::: Given records :::
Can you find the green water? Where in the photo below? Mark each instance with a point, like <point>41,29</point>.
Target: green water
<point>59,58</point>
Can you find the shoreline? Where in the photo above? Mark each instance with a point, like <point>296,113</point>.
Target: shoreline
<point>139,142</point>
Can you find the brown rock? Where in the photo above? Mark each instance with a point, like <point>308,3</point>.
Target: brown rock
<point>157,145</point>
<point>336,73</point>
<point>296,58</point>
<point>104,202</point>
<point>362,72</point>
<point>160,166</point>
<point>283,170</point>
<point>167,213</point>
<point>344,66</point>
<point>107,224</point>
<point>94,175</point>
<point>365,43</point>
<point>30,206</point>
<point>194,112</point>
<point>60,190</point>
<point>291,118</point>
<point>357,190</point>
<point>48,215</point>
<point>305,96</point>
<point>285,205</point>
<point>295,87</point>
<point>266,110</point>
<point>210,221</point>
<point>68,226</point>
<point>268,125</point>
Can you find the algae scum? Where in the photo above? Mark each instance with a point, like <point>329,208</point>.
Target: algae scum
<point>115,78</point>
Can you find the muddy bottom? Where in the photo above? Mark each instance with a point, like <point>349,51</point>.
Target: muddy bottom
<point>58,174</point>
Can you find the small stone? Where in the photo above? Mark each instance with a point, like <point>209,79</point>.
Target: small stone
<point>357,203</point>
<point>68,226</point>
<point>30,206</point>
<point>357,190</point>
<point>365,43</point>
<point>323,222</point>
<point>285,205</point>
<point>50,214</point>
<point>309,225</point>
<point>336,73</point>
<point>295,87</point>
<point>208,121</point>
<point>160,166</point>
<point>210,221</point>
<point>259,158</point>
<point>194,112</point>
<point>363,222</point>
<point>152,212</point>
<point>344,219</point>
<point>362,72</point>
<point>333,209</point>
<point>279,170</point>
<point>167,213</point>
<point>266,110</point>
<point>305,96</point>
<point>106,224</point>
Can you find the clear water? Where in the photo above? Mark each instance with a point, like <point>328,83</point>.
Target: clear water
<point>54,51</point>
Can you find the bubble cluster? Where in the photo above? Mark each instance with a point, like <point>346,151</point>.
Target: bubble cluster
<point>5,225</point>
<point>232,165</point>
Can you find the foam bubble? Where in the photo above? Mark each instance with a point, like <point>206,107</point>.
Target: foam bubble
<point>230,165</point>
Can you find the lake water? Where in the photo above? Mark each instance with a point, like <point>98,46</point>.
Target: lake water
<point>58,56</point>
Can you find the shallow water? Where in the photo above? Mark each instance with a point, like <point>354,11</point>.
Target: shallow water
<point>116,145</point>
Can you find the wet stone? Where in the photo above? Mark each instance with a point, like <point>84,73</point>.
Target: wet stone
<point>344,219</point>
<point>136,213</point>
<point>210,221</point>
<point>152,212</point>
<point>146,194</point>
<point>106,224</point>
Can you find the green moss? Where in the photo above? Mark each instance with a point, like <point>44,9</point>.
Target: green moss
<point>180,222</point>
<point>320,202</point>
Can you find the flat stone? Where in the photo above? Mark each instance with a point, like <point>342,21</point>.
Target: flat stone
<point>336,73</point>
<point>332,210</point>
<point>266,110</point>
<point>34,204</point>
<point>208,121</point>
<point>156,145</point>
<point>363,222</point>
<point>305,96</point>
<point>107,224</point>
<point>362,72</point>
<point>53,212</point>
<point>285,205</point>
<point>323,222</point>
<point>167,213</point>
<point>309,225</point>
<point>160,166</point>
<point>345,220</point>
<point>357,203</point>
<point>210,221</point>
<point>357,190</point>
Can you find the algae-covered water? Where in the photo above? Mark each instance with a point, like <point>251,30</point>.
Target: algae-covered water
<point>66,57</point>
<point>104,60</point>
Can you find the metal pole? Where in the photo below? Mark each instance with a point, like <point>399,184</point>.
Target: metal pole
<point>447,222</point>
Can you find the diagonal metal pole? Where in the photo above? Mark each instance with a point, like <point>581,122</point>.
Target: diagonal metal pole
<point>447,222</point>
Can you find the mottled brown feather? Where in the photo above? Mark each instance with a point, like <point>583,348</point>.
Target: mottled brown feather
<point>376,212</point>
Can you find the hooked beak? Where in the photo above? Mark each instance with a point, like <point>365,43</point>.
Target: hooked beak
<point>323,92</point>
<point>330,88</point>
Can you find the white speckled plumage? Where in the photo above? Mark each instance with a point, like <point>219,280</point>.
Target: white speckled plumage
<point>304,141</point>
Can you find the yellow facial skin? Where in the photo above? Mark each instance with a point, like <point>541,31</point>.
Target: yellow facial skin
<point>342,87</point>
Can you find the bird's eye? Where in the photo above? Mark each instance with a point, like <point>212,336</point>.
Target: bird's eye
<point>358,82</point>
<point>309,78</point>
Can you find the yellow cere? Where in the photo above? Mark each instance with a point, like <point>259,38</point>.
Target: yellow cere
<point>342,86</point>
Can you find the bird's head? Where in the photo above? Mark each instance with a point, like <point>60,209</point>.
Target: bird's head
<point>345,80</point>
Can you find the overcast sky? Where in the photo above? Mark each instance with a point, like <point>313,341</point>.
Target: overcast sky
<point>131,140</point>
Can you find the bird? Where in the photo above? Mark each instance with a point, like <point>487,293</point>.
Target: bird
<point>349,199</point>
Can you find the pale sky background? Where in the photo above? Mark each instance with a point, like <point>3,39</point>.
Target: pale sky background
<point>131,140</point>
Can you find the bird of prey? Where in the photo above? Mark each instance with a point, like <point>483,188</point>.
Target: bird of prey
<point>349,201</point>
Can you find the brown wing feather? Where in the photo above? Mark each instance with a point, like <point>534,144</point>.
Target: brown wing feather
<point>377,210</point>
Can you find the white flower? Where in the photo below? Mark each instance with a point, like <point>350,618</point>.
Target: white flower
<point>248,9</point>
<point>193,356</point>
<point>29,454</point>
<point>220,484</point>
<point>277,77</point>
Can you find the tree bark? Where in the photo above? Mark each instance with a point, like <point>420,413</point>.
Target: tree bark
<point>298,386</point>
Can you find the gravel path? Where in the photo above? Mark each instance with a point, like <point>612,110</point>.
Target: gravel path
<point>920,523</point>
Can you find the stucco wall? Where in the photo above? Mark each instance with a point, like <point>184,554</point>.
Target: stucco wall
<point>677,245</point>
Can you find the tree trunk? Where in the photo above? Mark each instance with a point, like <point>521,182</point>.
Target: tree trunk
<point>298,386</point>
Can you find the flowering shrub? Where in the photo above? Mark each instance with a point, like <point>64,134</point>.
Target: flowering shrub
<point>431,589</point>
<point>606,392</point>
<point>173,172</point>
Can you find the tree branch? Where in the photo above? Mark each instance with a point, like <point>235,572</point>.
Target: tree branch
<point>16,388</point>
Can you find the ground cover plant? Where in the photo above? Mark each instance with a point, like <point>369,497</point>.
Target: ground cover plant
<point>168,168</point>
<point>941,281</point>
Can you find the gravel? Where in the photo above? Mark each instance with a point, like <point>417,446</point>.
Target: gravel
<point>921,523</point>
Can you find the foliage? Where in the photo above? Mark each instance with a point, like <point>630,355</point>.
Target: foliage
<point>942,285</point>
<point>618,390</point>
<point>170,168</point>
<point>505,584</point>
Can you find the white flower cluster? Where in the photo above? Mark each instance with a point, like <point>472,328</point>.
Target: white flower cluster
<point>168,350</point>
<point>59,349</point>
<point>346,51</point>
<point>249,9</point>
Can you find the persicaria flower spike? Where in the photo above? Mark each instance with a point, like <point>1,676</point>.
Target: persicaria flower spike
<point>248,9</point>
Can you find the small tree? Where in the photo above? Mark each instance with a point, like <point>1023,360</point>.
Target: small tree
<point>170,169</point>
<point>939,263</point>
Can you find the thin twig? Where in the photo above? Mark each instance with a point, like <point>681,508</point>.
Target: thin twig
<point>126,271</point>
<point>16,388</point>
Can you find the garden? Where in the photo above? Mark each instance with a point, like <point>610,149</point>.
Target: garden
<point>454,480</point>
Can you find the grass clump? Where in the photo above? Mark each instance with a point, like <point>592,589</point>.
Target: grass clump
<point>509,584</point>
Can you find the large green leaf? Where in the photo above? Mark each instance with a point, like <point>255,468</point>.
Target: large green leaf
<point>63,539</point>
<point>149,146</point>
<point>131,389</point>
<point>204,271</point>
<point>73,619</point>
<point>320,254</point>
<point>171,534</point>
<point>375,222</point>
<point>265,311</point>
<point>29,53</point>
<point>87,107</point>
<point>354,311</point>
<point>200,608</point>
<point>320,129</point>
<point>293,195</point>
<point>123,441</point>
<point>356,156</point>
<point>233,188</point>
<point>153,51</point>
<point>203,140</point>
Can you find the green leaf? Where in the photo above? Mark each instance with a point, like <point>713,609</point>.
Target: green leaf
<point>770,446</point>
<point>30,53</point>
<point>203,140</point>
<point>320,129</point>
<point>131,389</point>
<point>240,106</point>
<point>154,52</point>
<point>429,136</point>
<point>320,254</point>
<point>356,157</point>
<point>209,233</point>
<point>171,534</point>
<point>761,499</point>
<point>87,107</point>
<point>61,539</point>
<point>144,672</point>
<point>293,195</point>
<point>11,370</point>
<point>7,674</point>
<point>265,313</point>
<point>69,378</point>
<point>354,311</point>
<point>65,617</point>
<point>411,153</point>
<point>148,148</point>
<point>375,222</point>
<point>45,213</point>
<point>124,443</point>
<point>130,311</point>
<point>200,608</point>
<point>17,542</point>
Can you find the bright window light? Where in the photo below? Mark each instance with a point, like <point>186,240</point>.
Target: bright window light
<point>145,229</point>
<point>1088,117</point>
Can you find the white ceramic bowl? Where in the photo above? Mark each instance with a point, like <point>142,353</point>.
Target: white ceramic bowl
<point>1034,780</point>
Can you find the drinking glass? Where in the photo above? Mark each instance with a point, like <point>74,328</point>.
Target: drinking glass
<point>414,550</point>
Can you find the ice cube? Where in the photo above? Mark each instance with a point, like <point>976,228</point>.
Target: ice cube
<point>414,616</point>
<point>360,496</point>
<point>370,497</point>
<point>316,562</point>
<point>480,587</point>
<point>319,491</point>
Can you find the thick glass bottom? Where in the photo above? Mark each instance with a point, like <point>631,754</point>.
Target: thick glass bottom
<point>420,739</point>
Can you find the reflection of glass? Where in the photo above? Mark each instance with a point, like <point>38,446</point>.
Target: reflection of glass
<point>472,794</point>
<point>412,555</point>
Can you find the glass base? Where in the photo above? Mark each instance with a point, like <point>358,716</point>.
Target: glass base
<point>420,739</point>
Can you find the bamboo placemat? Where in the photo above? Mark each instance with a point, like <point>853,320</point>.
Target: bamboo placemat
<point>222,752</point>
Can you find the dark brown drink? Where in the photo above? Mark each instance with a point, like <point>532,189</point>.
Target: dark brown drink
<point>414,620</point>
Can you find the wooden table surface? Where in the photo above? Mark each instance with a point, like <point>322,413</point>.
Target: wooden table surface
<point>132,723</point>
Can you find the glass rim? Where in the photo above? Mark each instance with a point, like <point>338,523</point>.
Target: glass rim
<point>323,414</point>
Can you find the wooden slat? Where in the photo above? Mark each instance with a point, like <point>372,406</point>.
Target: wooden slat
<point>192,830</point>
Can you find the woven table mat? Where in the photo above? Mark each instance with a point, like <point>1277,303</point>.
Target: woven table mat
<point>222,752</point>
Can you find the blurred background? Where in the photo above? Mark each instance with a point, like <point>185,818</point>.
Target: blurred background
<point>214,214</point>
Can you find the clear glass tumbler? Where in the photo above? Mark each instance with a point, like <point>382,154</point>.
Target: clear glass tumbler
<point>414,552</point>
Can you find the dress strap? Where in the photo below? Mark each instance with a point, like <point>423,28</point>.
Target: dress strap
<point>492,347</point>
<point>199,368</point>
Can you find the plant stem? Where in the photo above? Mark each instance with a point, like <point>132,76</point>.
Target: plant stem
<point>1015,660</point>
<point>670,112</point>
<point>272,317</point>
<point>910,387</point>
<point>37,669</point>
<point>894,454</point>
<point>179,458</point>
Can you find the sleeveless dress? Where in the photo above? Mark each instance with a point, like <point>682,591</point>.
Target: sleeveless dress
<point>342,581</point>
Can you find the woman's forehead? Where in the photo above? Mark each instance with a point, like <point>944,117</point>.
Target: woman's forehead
:::
**Exercise aim:** Reproduce word for word everything from the start of the records down to the line containing "<point>115,78</point>", including both ends.

**In response:**
Can you find the green water? Where in the photo below? Mark each instance with a point, like <point>41,29</point>.
Target: green water
<point>59,58</point>
Can you find the shoreline? Where in the photo above? Mark each instance with a point, like <point>296,113</point>.
Target: shoreline
<point>139,142</point>
Can you find the brown rock? Where in the photo above? Mark each instance with a point, like <point>308,3</point>.
Target: brown rock
<point>157,145</point>
<point>336,73</point>
<point>296,58</point>
<point>104,202</point>
<point>362,72</point>
<point>160,166</point>
<point>283,170</point>
<point>167,213</point>
<point>344,66</point>
<point>107,224</point>
<point>94,175</point>
<point>365,43</point>
<point>30,206</point>
<point>194,112</point>
<point>60,190</point>
<point>291,118</point>
<point>357,190</point>
<point>48,215</point>
<point>305,96</point>
<point>285,205</point>
<point>295,87</point>
<point>266,110</point>
<point>210,221</point>
<point>68,226</point>
<point>268,125</point>
Can you find the algae scum? Where in the photo above? Mark each instance with a point, like <point>329,208</point>.
Target: algae scum
<point>115,78</point>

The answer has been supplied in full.